• _SOURCE MATERIAL_
☆ ☆ ☆ ☆ ☆ ☆ ☆

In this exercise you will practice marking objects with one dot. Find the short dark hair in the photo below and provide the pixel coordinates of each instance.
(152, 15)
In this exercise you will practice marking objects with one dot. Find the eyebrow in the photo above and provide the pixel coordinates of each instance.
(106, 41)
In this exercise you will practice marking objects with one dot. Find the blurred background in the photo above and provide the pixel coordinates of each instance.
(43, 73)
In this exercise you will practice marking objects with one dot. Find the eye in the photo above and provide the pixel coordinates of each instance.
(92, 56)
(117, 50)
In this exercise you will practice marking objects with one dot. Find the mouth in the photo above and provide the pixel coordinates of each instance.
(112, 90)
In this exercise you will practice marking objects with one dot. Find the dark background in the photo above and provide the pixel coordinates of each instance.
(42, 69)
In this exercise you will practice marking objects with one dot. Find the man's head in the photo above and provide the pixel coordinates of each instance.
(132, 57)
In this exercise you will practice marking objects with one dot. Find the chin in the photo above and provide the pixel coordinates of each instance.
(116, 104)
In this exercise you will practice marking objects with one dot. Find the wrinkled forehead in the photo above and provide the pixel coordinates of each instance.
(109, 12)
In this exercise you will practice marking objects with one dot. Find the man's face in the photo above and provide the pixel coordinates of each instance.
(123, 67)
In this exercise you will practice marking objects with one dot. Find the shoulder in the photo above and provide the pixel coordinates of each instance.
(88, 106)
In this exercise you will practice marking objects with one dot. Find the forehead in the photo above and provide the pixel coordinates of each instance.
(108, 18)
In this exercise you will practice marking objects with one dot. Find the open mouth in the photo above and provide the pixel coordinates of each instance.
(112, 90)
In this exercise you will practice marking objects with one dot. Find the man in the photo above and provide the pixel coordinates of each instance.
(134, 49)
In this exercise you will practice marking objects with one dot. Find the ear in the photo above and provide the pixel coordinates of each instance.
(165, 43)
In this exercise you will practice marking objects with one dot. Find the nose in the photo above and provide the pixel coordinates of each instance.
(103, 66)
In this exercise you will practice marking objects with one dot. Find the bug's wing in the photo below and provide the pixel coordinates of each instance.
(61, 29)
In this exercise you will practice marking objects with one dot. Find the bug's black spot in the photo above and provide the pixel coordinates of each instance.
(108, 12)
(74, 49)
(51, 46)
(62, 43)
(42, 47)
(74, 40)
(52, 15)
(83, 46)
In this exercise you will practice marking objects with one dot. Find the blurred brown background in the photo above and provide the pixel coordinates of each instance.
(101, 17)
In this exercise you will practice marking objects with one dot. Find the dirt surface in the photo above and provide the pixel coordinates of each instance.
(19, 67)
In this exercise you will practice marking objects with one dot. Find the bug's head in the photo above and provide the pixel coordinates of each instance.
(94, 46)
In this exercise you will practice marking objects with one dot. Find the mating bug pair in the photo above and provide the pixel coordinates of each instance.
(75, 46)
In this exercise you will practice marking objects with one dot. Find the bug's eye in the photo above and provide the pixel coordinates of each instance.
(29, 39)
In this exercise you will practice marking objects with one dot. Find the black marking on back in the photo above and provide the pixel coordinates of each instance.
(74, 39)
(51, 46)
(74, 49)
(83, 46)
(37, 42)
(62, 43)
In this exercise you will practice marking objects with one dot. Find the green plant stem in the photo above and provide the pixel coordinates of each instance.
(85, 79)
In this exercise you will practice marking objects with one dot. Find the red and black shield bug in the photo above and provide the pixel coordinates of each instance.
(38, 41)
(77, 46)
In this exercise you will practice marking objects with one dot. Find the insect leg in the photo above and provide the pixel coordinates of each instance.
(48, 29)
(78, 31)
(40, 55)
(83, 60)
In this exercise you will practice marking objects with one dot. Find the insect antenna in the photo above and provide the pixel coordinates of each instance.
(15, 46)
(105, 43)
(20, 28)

☆ ☆ ☆ ☆ ☆ ☆ ☆

• _OBJECTIVE_
All lines from the one containing "Find the green" through the final line of the listing above are to be reproduced exactly; include both and add nothing.

• _SOLUTION TO THE EXERCISE_
In this exercise you will practice marking objects with one dot. Find the green plant stem in the photo above and provide the pixel coordinates of each instance.
(85, 79)
In this exercise you will practice marking objects with one dot. Find the red and black shield bug in the photo above and provide the pixel coordinates of each instance.
(38, 41)
(77, 46)
In this exercise you will practice marking objects with one dot. Find the insect leg in the photo above and provide the pixel coordinates of each instance.
(48, 29)
(78, 31)
(40, 55)
(83, 60)
In this exercise you will practice marking objects with one dot. Find the insect antenna in the photo above and provide the pixel coordinates of each instance.
(15, 46)
(105, 43)
(20, 28)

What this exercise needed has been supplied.